DOCUMENT EXTRACT:
+++++

Comment by SwellJoe 16 hours ago

A trillion parameters is wild. That's not going to quantize to anything normal folks can run. Even at 1-bit, it's going to be bigger than what a Strix Halo or DGX Spark can run. Though I guess streaming from system RAM and disk makes it feasible to run it locally at <1 token per second, or whatever. GLM 5.1, at 754B parameters, is already beyond any reasonable self-hosting hardware (1-bit quantization is 206GB). Maybe a Mac Studio with 512GB can run them at very low-bit quantizations, also pretty slowly.

Comment by justinclift 9 hours ago

Looks like it. This quant ( https://huggingface.co/inferencerlabs/Kimi-K2.6-MLX-3.6bit ) says:

> Q3.6 typically achieves useable accuracy in our coding test and fits within a 512GB memory budget

This one ( https://huggingface.co/mlx-community/Kimi-K2.6-MoE-Smart-Qua... ) though says it fits on a 192GB mac:

> M3/M4 Ultra 192GB+ (fits in ~150GB)

Comment by jauntywundrkind 15 hours ago

A huge dual socket Epyc system used to be able to get to 1TB without difficulty. 16 dimms of 64gb each. Doable for ~$3000. With considerable memory bandwidth.

Our hope these days seems to be that maybe perhaps possibly High Bandwidth Flash works out. Instead of 4, 8, or maybe more for some highest end drives, having many many many dozens of channels of flash.

Ideally that can be very very near to the inference. PCIe 7.0 is 0.5Tb/s at 16x which is obviously nowhere remotely near enough throughout here. The difficulty is sort of that nand has been trying to be super dense, so as you scale channels you would normally tend to scale nand capacity too, and now instead of a 2tb drive you have a 200tb drive prices way beyond consumer means. Still, I think HBF is perhaps the only shot of the most important thing in computing going from mainframe back to consumer, and of course the models are going to balloon again if this dies hit, probably before consumers ever get a chance.

Comment by segmondy 5 hours ago

You can't buy 16 64gb dimms for $3000. Go shop memory prices again. But yes an old epyc can run this with no GPU at reasonable speed and if you throw a few GPUs you can get very manageable speed. I run this at home on an old system PCIe4, slow 2400mhz ddr4 ram and still getting about 13tk/sec

Comment by Balinares 17 hours ago

Quite curious how well real usage will back the benchmarks, because even if it's only Opus ballpark, open weights Opus ballpark is seismic.

Comment by gpm 16 hours ago

Huh, so the metadata says 1.1 trillion parameters, each 32 or 16 bits.

+++++

DATASET EXCERPTS:

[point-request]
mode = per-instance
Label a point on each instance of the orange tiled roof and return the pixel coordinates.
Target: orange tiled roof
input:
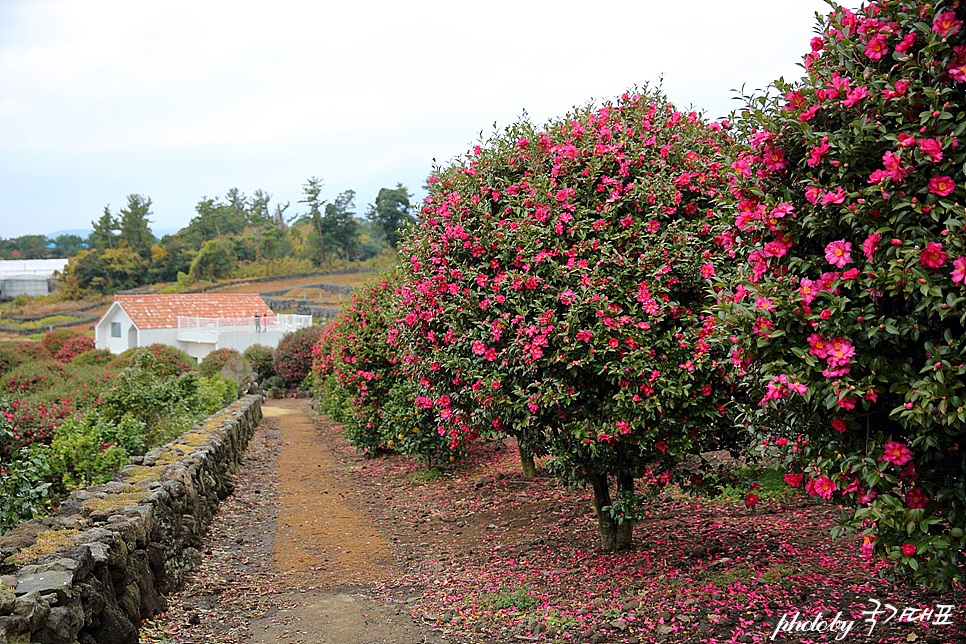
(162, 311)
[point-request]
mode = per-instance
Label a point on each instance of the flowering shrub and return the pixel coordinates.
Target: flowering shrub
(89, 451)
(849, 301)
(261, 358)
(163, 359)
(73, 348)
(212, 363)
(556, 288)
(54, 340)
(13, 354)
(30, 376)
(360, 369)
(32, 422)
(293, 356)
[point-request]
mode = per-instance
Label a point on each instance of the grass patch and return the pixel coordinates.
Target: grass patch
(115, 501)
(429, 474)
(46, 543)
(517, 598)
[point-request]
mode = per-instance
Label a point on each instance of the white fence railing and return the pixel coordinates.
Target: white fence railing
(201, 329)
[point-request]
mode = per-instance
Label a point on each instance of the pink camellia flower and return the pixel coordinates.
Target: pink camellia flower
(839, 253)
(808, 290)
(916, 498)
(823, 487)
(816, 153)
(907, 43)
(933, 148)
(946, 23)
(868, 246)
(834, 197)
(932, 256)
(941, 186)
(818, 347)
(840, 351)
(774, 158)
(849, 401)
(794, 480)
(896, 453)
(959, 270)
(868, 545)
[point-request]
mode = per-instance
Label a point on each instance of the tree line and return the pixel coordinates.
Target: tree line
(234, 235)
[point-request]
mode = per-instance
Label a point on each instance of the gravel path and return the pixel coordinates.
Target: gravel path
(291, 556)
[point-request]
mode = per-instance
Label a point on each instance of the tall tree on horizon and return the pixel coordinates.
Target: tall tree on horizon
(392, 212)
(104, 230)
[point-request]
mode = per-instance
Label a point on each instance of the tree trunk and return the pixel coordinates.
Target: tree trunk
(625, 531)
(527, 465)
(605, 522)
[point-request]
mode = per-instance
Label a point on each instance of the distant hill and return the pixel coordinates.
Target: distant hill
(83, 233)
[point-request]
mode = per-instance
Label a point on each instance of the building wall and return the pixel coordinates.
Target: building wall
(102, 331)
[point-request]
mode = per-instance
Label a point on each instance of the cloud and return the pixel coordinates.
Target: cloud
(369, 92)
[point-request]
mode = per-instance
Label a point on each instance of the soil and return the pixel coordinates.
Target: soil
(321, 545)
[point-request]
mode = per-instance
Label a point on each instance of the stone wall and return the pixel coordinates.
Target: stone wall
(90, 573)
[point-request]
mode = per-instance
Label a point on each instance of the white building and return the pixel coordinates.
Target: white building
(196, 323)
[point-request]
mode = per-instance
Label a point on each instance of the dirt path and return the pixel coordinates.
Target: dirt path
(292, 556)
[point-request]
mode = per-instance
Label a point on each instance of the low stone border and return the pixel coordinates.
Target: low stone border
(90, 573)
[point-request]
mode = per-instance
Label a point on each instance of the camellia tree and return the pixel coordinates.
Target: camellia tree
(555, 290)
(850, 306)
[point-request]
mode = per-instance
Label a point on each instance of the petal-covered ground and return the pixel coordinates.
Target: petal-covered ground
(486, 556)
(503, 558)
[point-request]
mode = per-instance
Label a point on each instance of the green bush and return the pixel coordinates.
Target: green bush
(32, 376)
(93, 357)
(214, 393)
(261, 358)
(90, 451)
(54, 340)
(74, 347)
(293, 357)
(13, 354)
(25, 486)
(849, 298)
(160, 358)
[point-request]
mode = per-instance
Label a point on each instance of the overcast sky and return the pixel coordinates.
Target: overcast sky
(179, 100)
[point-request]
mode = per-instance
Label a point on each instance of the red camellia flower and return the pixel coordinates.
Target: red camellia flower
(794, 480)
(896, 453)
(941, 186)
(932, 255)
(916, 498)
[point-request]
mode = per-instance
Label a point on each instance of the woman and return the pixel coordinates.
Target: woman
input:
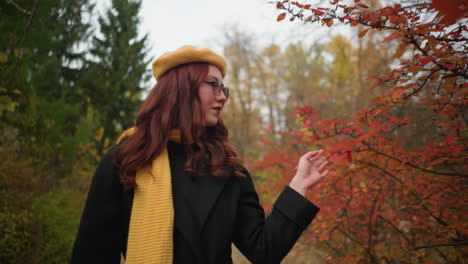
(173, 190)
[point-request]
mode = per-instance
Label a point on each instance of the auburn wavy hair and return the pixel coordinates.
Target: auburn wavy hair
(174, 103)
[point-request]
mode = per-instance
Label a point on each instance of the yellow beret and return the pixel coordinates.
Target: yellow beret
(187, 54)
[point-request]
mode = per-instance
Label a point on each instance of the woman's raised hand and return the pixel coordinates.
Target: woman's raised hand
(309, 171)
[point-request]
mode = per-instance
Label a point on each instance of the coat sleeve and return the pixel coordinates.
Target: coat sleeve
(100, 234)
(269, 240)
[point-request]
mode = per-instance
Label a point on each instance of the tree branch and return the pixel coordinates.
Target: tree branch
(20, 8)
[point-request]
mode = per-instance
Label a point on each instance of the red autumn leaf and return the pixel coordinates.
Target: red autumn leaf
(450, 10)
(392, 36)
(363, 33)
(449, 66)
(281, 16)
(426, 60)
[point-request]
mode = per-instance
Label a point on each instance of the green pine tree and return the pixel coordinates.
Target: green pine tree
(117, 73)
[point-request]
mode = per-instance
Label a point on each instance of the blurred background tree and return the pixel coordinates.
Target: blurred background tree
(69, 84)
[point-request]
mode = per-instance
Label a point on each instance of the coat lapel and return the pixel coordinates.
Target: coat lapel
(193, 198)
(209, 191)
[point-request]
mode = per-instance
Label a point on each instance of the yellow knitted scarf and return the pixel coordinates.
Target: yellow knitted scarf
(150, 238)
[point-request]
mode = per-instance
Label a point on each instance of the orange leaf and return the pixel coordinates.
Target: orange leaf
(401, 50)
(392, 36)
(363, 33)
(281, 16)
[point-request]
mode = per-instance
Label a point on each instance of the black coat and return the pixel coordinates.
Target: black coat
(210, 214)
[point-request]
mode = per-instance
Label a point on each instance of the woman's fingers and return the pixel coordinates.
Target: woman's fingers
(322, 165)
(312, 154)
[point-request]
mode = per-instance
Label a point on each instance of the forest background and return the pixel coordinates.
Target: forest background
(387, 104)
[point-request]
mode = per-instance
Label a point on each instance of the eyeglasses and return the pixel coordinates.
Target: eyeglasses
(218, 86)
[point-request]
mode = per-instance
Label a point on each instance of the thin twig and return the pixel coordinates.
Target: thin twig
(20, 8)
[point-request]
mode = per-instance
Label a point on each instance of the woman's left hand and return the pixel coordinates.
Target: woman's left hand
(309, 171)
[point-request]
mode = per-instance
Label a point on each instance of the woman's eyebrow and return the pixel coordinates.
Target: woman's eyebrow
(214, 77)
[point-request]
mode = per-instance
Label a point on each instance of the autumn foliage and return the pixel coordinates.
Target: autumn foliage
(397, 191)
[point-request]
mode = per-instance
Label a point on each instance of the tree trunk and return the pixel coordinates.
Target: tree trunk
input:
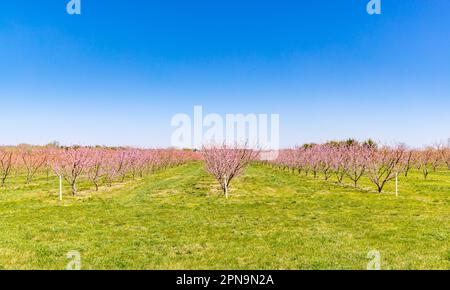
(74, 189)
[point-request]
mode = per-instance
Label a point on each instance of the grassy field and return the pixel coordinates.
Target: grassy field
(274, 220)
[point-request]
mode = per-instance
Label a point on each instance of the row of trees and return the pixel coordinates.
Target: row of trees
(99, 165)
(355, 160)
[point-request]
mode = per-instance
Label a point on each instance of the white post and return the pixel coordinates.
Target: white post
(60, 187)
(396, 184)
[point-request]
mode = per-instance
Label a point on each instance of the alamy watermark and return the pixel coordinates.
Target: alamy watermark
(374, 7)
(74, 7)
(256, 131)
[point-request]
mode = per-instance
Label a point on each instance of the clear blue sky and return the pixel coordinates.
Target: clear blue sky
(116, 74)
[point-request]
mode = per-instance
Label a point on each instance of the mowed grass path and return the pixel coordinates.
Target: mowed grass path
(176, 219)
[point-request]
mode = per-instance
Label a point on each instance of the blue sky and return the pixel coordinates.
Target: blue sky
(116, 74)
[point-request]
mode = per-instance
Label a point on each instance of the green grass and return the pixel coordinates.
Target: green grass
(176, 219)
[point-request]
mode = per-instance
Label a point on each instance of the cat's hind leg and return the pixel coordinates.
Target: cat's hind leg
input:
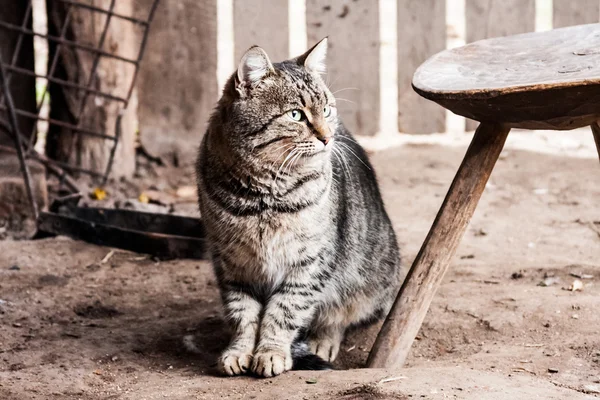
(325, 340)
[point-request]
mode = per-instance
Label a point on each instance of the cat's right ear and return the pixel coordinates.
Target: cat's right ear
(254, 66)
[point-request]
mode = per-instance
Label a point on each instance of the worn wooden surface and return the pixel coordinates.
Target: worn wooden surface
(548, 80)
(494, 18)
(177, 85)
(353, 57)
(425, 276)
(578, 12)
(22, 87)
(263, 23)
(415, 17)
(111, 76)
(596, 133)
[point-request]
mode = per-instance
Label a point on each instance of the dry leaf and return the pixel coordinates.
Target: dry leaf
(143, 198)
(98, 194)
(576, 286)
(186, 192)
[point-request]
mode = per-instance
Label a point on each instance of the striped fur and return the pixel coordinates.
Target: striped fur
(301, 244)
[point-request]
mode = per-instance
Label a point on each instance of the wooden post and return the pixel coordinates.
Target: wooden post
(177, 84)
(263, 23)
(22, 87)
(596, 133)
(421, 34)
(493, 18)
(425, 276)
(580, 12)
(353, 57)
(107, 75)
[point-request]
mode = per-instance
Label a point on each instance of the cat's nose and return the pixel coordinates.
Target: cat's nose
(324, 139)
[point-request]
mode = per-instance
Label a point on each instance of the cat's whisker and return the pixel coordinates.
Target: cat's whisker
(340, 158)
(341, 90)
(339, 137)
(289, 156)
(286, 147)
(346, 100)
(344, 145)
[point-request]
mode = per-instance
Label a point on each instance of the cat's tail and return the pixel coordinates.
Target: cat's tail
(303, 359)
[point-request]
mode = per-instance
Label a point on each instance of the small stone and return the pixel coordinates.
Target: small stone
(592, 389)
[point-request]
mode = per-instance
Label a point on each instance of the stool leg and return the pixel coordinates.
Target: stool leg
(425, 276)
(596, 132)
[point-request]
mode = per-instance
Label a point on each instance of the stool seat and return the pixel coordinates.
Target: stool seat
(547, 80)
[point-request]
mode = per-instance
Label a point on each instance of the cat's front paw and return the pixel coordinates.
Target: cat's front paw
(271, 362)
(325, 348)
(235, 362)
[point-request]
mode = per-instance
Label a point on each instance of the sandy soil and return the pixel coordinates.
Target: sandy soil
(74, 327)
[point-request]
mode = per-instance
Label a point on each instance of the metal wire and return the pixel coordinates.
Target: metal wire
(24, 144)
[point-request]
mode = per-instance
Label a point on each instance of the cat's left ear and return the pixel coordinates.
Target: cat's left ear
(315, 58)
(253, 67)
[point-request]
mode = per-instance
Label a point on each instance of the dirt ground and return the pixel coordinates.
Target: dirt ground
(75, 327)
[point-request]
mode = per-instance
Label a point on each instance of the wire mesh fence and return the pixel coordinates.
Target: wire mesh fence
(64, 45)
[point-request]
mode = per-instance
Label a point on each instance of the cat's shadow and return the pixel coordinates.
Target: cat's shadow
(196, 347)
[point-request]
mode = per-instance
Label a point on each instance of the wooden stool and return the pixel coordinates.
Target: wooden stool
(548, 80)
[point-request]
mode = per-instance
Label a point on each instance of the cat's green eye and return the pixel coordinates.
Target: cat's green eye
(296, 115)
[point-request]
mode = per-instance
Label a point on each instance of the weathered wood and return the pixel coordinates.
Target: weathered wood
(421, 34)
(263, 23)
(353, 57)
(596, 133)
(111, 76)
(510, 80)
(22, 87)
(579, 12)
(494, 18)
(425, 276)
(177, 85)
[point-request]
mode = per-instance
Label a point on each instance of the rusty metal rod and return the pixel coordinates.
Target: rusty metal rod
(49, 164)
(61, 123)
(62, 82)
(103, 11)
(91, 78)
(15, 57)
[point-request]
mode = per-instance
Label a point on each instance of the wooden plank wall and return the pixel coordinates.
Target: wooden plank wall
(353, 59)
(263, 23)
(575, 12)
(494, 18)
(421, 34)
(177, 84)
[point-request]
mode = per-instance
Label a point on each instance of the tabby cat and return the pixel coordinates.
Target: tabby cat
(301, 244)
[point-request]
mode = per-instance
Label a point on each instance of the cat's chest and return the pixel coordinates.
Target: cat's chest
(269, 246)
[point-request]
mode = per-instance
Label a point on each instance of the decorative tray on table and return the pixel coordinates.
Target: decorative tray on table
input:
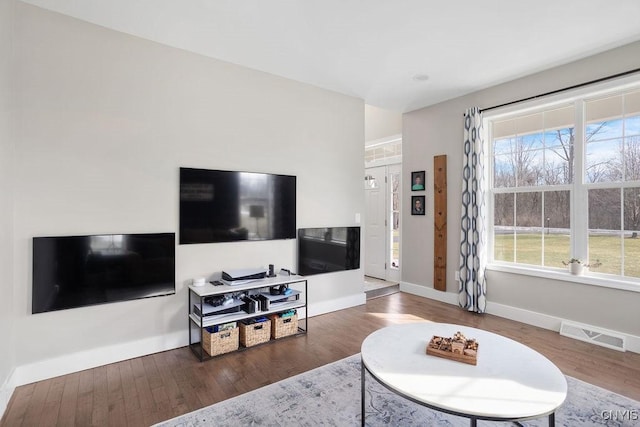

+++++

DIRECTIONS: Continue the forum thread about running a trillion-parameter model on home hardware, starting after its last comment. The listing above comes from a separate source.

ANSWER SECTION:
But the files are only roughly 640GB in size (~10GB * 64 files, slightly less in fact). Shouldn't they be closer to 2.2TB?

Comment by johndough 16 hours ago

The bulk of Kimi-K2.6's parameters are stored with 4 bits per weight, not 16 or 32. There are a few parameters that are stored with higher precision, but they make up only a fraction of the total parameters.

Comment by gpm 16 hours ago

Huh, cool. I guess that makes a lot of sense with all the success the quantization people have been having.

So am I misunderstanding "Tensor type F32 · I32 · BF16" or is it just tagged wrong?

Comment by rockinghigh 14 hours ago

The MoE experts are quantized to int4, all other weights like the shared expert weights are excluded from quantization and use bf16.

Comment by liuliu 13 hours ago

I32 are 8 4-bit value packed into one int32.

Comment by coder543 15 hours ago

The description specifically says:

"Kimi-K2.6 adopts the same native int4 quantization method as Kimi-K2-Thinking."

Comment by throwaw12 15 hours ago

Beats Opus and Open Source?

I really hope this holds true in real world use cases as well and not only benchmarks. Congrats to Kimi team!

Comment by Topfi 15 hours ago

K2.6-code-preview was a minor, but noticeable jump, especially in a long running testing task and prior Moonshot releases have been the only models that I'd consider a suitably competitive replacement for Anthropic models. The way they approach tool calls, task inference and adherence is far closer than any other providers output, similar to how GLM models map far more closely to OpenAIs releases. Whether task adherence, task assessment, task evaluation or task inference, K2.5 got closer to Opus 4.5 than any other model (but was still behind overall).

I will have to test this full release of K2.6 but could see it serve as a very good overall drop-in replacement for Opus 4.5 and Opus 4.6 at 200k across the vast majority of tasks.

I will say however that Opus 4.7 Max 1M has been a very significant jump in performance for me, especially in tasks beyond 120k token where I'd argue it is now the most reliable model in continued task adherence and tool calling without compaction. Ironically, my initial experience was less than pleasant as on XHigh I found task adherence to have regressed even with less than 1/10th of the context window having been used.

Am very interested in K2.6s compaction strategy (which appears to be very simply all things considered) and how it performs beyond 100k tokens. As it stands, only OpenAI models have made compaction for long running tasks work well, though overall, GPT-5.4 is still inferior in my tests regardless of context window over other models such as Opus 4.6 1m and Opus 4.7 1m. Haven't gotten around to testing Opus 4.7 200k and will have to do this to properly assess K2.6 fairly, but I'd be very surprised if K2.6 truly beat Opus 4.7 200k given the jump I have experienced.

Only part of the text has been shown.